Records from a collection:

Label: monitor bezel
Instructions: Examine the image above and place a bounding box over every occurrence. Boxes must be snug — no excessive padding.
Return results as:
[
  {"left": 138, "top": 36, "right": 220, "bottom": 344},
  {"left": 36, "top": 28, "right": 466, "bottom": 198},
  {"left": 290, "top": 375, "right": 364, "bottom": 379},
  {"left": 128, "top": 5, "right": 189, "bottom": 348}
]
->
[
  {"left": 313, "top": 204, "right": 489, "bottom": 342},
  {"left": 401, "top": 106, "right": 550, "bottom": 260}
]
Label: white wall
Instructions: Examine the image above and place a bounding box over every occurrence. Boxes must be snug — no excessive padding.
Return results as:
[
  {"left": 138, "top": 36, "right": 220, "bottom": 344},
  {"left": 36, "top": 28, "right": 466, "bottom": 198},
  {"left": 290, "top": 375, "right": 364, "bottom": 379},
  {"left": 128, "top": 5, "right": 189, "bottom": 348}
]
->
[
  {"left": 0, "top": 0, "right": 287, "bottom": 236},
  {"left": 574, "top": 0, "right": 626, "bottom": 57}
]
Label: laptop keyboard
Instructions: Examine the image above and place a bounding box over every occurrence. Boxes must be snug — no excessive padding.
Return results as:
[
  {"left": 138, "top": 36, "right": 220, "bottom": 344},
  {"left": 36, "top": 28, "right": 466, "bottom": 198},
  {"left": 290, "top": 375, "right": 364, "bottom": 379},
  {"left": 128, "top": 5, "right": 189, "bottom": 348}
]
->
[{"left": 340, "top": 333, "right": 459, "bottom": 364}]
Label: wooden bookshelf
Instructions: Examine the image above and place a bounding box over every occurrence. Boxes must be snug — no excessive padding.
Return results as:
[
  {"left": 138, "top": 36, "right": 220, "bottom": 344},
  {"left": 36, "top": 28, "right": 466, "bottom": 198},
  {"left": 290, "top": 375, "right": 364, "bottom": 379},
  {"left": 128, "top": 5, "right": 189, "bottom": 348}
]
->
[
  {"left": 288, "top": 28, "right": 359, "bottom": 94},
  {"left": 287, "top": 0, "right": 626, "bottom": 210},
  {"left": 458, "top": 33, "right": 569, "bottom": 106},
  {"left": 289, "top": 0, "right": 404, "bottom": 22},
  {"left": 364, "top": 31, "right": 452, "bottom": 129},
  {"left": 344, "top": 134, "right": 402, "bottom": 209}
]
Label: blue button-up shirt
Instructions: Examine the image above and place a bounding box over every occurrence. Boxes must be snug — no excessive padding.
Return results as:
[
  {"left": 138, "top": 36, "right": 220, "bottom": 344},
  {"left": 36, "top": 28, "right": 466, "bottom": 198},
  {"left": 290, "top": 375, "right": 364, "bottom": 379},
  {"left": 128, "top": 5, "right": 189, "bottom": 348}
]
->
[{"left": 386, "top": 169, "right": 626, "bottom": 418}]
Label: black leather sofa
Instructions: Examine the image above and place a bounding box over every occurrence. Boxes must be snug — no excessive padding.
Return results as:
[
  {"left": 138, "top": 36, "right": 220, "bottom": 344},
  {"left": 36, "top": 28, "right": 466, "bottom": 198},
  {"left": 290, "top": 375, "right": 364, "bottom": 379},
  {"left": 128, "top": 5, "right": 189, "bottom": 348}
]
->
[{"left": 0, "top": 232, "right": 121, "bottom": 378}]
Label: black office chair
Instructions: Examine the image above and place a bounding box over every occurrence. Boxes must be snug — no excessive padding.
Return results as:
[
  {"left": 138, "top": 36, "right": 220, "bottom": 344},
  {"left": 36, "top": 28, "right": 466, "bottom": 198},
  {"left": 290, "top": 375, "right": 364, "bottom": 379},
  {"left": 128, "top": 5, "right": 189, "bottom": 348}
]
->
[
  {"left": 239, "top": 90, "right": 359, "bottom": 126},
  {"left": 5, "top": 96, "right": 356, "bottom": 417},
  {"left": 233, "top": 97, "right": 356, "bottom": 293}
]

### What you should do
Send back all the records above word for word.

### Exercise response
Label: monitor bezel
Instructions: Examine the image above and place a bounding box over every occurrence. Boxes must be snug — no excessive padding.
Return results as:
[
  {"left": 138, "top": 36, "right": 220, "bottom": 344},
  {"left": 36, "top": 28, "right": 466, "bottom": 198},
  {"left": 290, "top": 375, "right": 364, "bottom": 379},
  {"left": 128, "top": 5, "right": 189, "bottom": 348}
]
->
[
  {"left": 313, "top": 204, "right": 489, "bottom": 342},
  {"left": 401, "top": 106, "right": 550, "bottom": 260}
]
Label: white wall
Instructions: Examine the image above and place a bounding box over every occurrence. Boxes must be snug — no excessive padding.
Return results as:
[
  {"left": 138, "top": 36, "right": 220, "bottom": 344},
  {"left": 36, "top": 28, "right": 466, "bottom": 198},
  {"left": 290, "top": 375, "right": 364, "bottom": 379},
  {"left": 128, "top": 5, "right": 189, "bottom": 348}
]
->
[
  {"left": 0, "top": 0, "right": 287, "bottom": 236},
  {"left": 574, "top": 0, "right": 626, "bottom": 57}
]
Label: laptop keyboard
Instructions: Examine the image above and place a bounding box over every occurrence. Boxes must be snug — no excessive padding.
Return results as:
[
  {"left": 138, "top": 36, "right": 220, "bottom": 344},
  {"left": 36, "top": 28, "right": 466, "bottom": 198},
  {"left": 290, "top": 375, "right": 364, "bottom": 379},
  {"left": 128, "top": 5, "right": 189, "bottom": 348}
]
->
[{"left": 340, "top": 333, "right": 459, "bottom": 364}]
Label: wooden bookshelf
Instructions: Examine the image above and place a bounding box over every occurrence. Boxes must be snug — no excessive padding.
Return results as:
[
  {"left": 138, "top": 36, "right": 220, "bottom": 344},
  {"left": 36, "top": 28, "right": 466, "bottom": 198},
  {"left": 290, "top": 375, "right": 364, "bottom": 379},
  {"left": 128, "top": 5, "right": 189, "bottom": 348}
]
->
[
  {"left": 288, "top": 28, "right": 359, "bottom": 94},
  {"left": 287, "top": 0, "right": 626, "bottom": 210},
  {"left": 458, "top": 33, "right": 569, "bottom": 106},
  {"left": 289, "top": 0, "right": 404, "bottom": 22},
  {"left": 364, "top": 31, "right": 452, "bottom": 129},
  {"left": 344, "top": 134, "right": 402, "bottom": 209}
]
Label: blue button-up shirt
Instructions: Examine the image above and place a bounding box over every occurrence. Boxes must be snug — no excessive padding.
Return results as:
[
  {"left": 138, "top": 36, "right": 220, "bottom": 344},
  {"left": 36, "top": 28, "right": 466, "bottom": 198},
  {"left": 290, "top": 375, "right": 364, "bottom": 379},
  {"left": 128, "top": 5, "right": 189, "bottom": 348}
]
->
[{"left": 386, "top": 169, "right": 626, "bottom": 418}]
Label: black leather sofa
Instructions: Examine the image above and place a bounding box over every occurrence. Boxes must be snug — no excessive padding.
Return results as:
[
  {"left": 138, "top": 36, "right": 220, "bottom": 344},
  {"left": 36, "top": 28, "right": 466, "bottom": 198},
  {"left": 290, "top": 375, "right": 364, "bottom": 379},
  {"left": 128, "top": 5, "right": 189, "bottom": 348}
]
->
[{"left": 0, "top": 232, "right": 121, "bottom": 378}]
Label: black office chair
Instructions: Examine the image above and place a bounding box over every occurrence. Boxes must be snug — no excessive padding.
Return results as:
[
  {"left": 138, "top": 36, "right": 220, "bottom": 344},
  {"left": 36, "top": 28, "right": 466, "bottom": 198},
  {"left": 290, "top": 375, "right": 364, "bottom": 379},
  {"left": 128, "top": 5, "right": 189, "bottom": 348}
]
->
[
  {"left": 239, "top": 90, "right": 359, "bottom": 126},
  {"left": 5, "top": 96, "right": 356, "bottom": 417},
  {"left": 233, "top": 97, "right": 356, "bottom": 293}
]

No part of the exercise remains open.